PROMPT: Please update the lines starting at the one containing "Expected: one point per instance of the front wheel, with" and ending at the one containing "[[53, 132], [177, 138], [115, 136], [87, 136], [65, 134]]". Change "thickest" to "widest", keep everything else the same, and give back only those lines.
┌─ EXTRACTED DATA
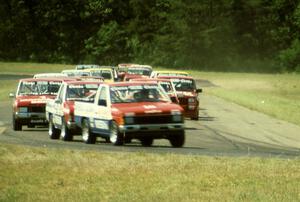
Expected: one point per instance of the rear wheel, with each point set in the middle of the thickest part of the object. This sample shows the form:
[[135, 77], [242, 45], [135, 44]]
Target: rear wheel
[[65, 134], [115, 136], [177, 138], [196, 116], [53, 132], [16, 125], [31, 126], [87, 136], [147, 142]]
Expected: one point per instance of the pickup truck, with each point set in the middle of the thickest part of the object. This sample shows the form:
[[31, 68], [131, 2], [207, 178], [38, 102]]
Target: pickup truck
[[124, 111], [166, 84], [187, 94], [30, 101], [60, 111]]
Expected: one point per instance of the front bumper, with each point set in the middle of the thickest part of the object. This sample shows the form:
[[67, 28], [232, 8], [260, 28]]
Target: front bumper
[[151, 127], [36, 118]]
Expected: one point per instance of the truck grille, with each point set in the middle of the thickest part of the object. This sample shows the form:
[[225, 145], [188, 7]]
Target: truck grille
[[153, 119], [37, 109]]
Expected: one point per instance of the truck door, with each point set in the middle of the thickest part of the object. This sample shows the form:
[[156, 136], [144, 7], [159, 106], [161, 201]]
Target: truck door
[[102, 112], [58, 107]]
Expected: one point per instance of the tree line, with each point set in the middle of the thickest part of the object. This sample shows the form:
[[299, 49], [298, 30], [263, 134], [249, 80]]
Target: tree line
[[214, 35]]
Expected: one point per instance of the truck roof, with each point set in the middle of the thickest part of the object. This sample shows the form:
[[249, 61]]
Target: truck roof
[[84, 82], [176, 77]]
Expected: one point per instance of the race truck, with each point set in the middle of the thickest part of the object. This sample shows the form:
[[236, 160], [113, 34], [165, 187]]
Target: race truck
[[137, 71], [30, 101], [124, 111], [60, 111], [166, 84], [187, 94]]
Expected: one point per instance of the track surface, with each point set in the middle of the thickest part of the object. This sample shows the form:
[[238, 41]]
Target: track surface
[[223, 129]]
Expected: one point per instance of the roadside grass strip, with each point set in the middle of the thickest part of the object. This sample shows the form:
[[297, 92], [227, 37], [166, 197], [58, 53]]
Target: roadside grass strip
[[31, 68], [277, 95], [42, 174]]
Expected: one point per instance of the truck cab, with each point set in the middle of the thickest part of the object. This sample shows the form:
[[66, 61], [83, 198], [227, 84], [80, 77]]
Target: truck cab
[[30, 101], [60, 111], [187, 94], [131, 110]]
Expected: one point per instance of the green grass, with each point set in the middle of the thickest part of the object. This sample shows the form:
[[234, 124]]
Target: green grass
[[7, 86], [31, 68], [277, 95], [41, 174]]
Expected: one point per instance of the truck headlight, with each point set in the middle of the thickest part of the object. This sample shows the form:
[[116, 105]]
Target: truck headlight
[[177, 118], [191, 100], [23, 110], [129, 119]]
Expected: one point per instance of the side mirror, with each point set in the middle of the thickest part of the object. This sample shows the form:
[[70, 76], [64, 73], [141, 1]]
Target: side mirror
[[12, 95], [199, 90], [57, 101], [102, 103]]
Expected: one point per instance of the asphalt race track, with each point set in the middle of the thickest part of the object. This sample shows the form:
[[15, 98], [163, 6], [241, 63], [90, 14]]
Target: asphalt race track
[[223, 129]]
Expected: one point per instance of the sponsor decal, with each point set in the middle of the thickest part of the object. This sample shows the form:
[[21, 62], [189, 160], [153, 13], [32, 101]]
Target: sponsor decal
[[100, 124], [149, 106], [153, 111]]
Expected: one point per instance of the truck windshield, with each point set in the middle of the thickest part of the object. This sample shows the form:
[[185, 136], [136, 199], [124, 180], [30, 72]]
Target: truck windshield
[[81, 92], [138, 93], [184, 84], [39, 87], [106, 74]]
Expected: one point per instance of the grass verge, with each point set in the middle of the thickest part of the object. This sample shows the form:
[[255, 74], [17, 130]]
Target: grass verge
[[31, 68], [41, 174], [277, 95]]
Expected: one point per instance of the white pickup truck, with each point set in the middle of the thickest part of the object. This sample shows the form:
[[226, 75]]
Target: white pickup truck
[[60, 111], [131, 110]]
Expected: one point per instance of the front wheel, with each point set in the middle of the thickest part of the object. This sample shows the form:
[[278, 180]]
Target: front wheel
[[53, 132], [177, 138], [115, 136], [87, 136], [65, 134]]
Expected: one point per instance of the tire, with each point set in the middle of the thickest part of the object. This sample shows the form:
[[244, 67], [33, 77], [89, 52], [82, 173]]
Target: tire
[[177, 139], [16, 125], [147, 142], [115, 136], [65, 133], [196, 117], [52, 131], [107, 140], [31, 126], [87, 136]]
└─
RESULT OF THE EXERCISE:
Expected: one point per instance of the front wheel, with each point set in the middle of the widest part of the object. This sample shows the form:
[[278, 180]]
Target: front wheel
[[53, 132], [177, 138], [115, 136], [87, 136], [65, 134]]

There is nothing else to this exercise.